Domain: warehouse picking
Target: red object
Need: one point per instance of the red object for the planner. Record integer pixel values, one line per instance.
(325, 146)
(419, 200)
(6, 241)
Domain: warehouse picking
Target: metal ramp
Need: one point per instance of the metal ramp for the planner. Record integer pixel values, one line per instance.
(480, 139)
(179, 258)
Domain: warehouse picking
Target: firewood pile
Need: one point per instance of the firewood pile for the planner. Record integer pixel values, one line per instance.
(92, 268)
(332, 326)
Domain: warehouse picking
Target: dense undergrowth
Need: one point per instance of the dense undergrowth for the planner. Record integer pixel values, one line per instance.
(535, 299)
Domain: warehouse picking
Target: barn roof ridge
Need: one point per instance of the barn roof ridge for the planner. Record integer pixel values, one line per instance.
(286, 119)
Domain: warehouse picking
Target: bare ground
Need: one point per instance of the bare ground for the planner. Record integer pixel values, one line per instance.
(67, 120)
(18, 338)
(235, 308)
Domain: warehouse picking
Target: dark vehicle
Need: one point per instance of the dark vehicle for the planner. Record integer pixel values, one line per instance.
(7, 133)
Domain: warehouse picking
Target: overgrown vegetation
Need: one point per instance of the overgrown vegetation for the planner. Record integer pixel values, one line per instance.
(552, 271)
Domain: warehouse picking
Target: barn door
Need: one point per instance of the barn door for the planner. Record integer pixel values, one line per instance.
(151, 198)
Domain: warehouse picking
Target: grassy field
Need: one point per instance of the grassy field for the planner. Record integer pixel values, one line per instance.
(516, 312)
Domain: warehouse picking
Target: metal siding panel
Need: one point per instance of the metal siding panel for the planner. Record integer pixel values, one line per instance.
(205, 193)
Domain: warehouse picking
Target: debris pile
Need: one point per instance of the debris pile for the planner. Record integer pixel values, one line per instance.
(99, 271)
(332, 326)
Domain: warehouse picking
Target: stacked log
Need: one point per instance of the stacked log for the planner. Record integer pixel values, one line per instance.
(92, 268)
━━━━━━━━━━
= REQUIRED TASK =
Repeat the material above in full, keeping every word.

= SOLUTION TO THIS PROBLEM =
Domain: warehouse picking
Target: red object
Need: one point per instance of the red object for the planner. Record integer pixel values, one line per instance.
(325, 146)
(419, 200)
(6, 241)
Domain: warehouse picking
Target: metal ramp
Need: one point per instance of the metal ramp for the planner. Record integer pixel values, one line per instance.
(480, 139)
(179, 258)
Domain: warehouse picking
Target: firewood pile
Need: one point per instance of the firewood pile for the planner. Record integer pixel values, one line per instance.
(92, 268)
(332, 326)
Domain: warehouse picking
Target: dense undergrowth
Need: one point per instance of the dense undergrowth for the planner. Record integer pixel values, one line per instance.
(535, 299)
Domain: warehouse picking
Target: barn roof ridge
Need: one point per instance of the barn roof ridge for the planner. Record integer pixel values, one line per instance.
(286, 119)
Domain: warehouse picking
Target: bare ground
Need: one point per instance of the bare ground for the planner. Record integer pixel values, one line per instance.
(67, 120)
(18, 338)
(235, 308)
Domain: warehouse picking
Target: dark vehicle
Need: one point per instance of the dark vehicle for the planner. Record integer pixel values, one line per instance.
(7, 133)
Domain: warehouse picking
Target: overgrown vegetation
Need: one point per instance of the overgrown vegetation for the planner. Record integer pixel values, one line per instance.
(552, 271)
Domain: warehouse picking
Target: barn door
Need: one point per instance of the barn door for the planner. Record integer pixel values, one line per instance.
(151, 198)
Domain: warehouse picking
Target: grassy field
Need: one point per instance of the grassy field for the planner. Record integer pixel values, one line per instance.
(516, 312)
Domain: warehouse picking
Target: metal siding panel
Need: one point per instance of the metal siding panel for the planner. Record integer pixel values, one line per instance.
(205, 193)
Domain: warehouse picking
Target: debris pile
Need: one point per instance of the debris pile for the planner. Record integer pixel values, one line per instance.
(99, 271)
(332, 326)
Domain: warehouse picking
Target: stacked log
Need: one point per instance of the stacked log for the planner. Record integer pixel values, one line per instance.
(92, 268)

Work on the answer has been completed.